**What the task requires**
Retype precisely the section of the data that starts at the line containing "of the dog in" and runs to its final line, ends included.

++++++++++

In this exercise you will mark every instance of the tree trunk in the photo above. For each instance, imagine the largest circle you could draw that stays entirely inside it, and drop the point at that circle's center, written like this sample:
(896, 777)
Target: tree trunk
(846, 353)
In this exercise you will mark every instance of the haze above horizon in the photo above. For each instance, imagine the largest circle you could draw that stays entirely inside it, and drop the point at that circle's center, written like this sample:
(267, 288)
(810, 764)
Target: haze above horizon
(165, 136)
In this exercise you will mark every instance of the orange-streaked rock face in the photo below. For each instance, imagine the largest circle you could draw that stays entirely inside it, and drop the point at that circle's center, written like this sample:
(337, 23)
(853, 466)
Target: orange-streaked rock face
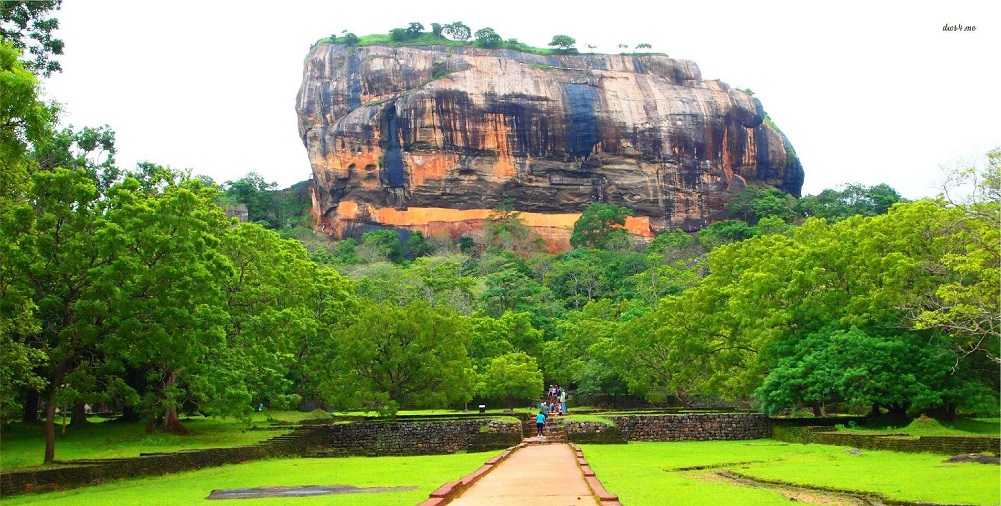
(431, 138)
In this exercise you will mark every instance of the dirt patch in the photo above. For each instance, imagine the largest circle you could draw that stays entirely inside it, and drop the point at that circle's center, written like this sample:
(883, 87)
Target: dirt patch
(975, 457)
(799, 494)
(302, 491)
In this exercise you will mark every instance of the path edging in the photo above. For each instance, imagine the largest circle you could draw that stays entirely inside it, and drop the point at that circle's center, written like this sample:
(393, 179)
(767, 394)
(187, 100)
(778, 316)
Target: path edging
(605, 498)
(452, 489)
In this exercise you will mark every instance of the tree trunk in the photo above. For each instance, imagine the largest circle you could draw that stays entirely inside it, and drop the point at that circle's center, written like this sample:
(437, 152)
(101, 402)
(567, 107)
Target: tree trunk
(950, 412)
(79, 416)
(171, 423)
(50, 428)
(30, 415)
(898, 411)
(875, 411)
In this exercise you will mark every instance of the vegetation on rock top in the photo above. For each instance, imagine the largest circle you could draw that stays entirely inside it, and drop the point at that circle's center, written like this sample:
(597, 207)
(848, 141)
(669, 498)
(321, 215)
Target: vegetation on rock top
(457, 34)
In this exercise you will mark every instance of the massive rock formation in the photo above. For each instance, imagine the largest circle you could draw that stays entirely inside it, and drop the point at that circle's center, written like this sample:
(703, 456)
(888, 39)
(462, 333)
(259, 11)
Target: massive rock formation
(431, 138)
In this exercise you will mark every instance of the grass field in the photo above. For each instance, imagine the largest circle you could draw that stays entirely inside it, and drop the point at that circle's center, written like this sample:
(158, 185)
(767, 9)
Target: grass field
(932, 427)
(426, 473)
(24, 446)
(652, 473)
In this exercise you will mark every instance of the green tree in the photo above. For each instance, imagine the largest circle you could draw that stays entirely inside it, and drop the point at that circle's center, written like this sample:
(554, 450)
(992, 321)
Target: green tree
(564, 43)
(443, 282)
(601, 226)
(257, 194)
(25, 120)
(397, 34)
(725, 232)
(854, 198)
(965, 304)
(506, 229)
(486, 37)
(92, 149)
(512, 378)
(456, 31)
(413, 30)
(391, 357)
(23, 23)
(380, 244)
(757, 202)
(271, 317)
(57, 256)
(580, 356)
(576, 281)
(510, 290)
(168, 316)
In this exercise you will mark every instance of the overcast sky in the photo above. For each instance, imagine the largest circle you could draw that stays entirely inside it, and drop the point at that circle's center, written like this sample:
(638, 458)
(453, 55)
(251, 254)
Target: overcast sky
(868, 92)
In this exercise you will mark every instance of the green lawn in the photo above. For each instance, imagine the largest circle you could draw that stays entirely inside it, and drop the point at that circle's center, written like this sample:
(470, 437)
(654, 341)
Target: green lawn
(24, 446)
(914, 477)
(932, 427)
(426, 473)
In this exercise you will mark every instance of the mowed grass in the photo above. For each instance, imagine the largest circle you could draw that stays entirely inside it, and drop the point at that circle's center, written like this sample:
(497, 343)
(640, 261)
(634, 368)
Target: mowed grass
(647, 473)
(426, 473)
(932, 427)
(24, 446)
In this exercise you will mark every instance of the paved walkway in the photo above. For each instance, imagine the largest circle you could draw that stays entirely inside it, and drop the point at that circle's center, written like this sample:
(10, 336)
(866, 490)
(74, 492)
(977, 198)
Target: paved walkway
(536, 474)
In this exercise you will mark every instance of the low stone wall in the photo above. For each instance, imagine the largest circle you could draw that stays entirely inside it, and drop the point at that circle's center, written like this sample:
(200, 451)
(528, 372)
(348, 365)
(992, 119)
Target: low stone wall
(694, 427)
(594, 433)
(418, 437)
(945, 445)
(358, 438)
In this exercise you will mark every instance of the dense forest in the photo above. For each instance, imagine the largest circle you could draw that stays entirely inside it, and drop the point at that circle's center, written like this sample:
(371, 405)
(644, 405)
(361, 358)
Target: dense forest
(131, 289)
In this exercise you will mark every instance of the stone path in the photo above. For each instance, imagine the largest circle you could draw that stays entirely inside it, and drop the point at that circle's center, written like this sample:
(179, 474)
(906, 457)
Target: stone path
(536, 474)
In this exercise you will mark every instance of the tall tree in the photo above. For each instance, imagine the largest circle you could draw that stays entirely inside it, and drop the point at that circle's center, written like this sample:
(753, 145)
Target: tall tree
(25, 120)
(169, 317)
(601, 226)
(391, 357)
(60, 255)
(24, 24)
(511, 378)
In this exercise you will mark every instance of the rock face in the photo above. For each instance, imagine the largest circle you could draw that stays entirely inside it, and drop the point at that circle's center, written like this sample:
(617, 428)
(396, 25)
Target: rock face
(432, 138)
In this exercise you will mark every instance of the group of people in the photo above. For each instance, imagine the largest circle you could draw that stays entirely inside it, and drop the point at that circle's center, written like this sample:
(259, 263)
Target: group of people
(554, 403)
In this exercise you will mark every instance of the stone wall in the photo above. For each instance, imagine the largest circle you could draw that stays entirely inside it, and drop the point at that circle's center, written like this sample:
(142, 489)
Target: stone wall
(419, 437)
(360, 438)
(946, 445)
(694, 427)
(595, 433)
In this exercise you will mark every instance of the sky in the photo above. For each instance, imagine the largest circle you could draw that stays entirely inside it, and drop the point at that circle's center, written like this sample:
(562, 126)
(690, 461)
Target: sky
(867, 91)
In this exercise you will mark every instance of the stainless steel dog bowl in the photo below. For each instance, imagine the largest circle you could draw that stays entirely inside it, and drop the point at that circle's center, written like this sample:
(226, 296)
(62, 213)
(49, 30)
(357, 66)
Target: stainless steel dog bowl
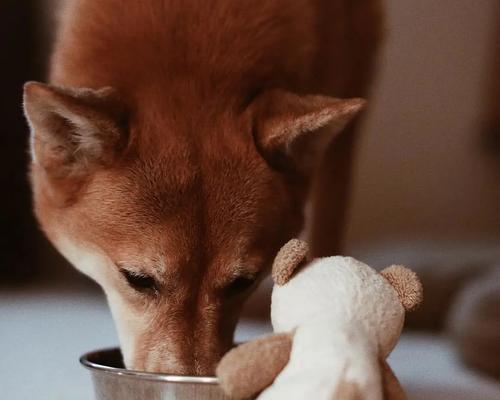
(113, 382)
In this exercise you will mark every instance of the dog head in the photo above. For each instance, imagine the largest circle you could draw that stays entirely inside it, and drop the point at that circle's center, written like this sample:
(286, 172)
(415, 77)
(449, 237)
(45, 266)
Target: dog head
(177, 216)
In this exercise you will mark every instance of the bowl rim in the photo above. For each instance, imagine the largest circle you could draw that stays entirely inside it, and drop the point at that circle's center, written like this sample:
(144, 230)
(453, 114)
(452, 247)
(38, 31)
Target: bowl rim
(151, 376)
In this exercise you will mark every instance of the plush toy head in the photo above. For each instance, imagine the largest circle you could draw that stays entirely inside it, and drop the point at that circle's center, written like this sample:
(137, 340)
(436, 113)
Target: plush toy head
(335, 322)
(343, 290)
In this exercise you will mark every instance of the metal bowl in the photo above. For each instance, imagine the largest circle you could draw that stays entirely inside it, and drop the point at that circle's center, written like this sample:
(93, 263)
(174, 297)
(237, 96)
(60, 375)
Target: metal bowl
(113, 382)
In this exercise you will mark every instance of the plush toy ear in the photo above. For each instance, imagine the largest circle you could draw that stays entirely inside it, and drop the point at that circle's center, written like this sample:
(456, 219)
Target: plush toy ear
(407, 285)
(288, 127)
(289, 258)
(72, 131)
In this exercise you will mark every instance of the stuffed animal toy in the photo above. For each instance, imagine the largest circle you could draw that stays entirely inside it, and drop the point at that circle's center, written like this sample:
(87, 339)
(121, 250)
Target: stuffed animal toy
(335, 321)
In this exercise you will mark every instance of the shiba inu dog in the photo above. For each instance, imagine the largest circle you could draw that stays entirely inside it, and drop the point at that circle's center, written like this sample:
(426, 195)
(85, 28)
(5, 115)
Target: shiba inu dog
(174, 150)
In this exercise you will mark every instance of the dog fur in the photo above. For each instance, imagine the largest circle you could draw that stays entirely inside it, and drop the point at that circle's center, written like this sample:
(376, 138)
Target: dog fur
(177, 142)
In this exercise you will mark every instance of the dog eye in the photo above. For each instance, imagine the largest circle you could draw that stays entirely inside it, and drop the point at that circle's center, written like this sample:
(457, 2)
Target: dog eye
(239, 285)
(138, 281)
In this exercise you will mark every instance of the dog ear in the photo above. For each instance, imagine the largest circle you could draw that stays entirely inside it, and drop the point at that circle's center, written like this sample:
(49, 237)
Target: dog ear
(291, 128)
(407, 285)
(292, 255)
(73, 130)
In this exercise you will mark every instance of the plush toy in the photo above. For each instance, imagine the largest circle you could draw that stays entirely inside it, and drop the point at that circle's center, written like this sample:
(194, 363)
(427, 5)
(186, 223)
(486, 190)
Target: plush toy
(335, 321)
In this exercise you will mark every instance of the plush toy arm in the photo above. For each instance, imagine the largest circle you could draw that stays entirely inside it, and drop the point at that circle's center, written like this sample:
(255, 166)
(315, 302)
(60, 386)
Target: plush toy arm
(391, 385)
(251, 367)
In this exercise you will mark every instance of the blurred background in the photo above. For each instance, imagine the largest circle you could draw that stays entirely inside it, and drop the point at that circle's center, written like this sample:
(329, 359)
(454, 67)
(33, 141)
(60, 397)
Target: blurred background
(426, 193)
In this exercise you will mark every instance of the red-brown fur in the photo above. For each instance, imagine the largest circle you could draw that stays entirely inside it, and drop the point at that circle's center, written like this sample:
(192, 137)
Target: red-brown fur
(190, 192)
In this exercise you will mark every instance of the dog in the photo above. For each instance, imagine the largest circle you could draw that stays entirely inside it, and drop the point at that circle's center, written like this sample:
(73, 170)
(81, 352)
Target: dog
(177, 145)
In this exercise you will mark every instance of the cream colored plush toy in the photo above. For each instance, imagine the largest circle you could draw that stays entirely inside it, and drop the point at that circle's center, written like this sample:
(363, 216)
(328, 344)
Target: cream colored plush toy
(335, 321)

++++++++++

**Answer below**
In this exercise you will mark every instance of the dog in the photo above. For each instance, imagine the largest circle you could draw that stays entirely inside it, and drop the point at that circle's center, written like this sample:
(73, 170)
(81, 352)
Target: dog
(177, 145)
In this exercise you will mark every instance of the cream colored plush toy in the photo above. For each instance, imagine the largest circle you could draw that stays entirely inside it, and drop the point at that circle's center, written like this sample:
(363, 216)
(328, 344)
Target: cream colored plush toy
(335, 321)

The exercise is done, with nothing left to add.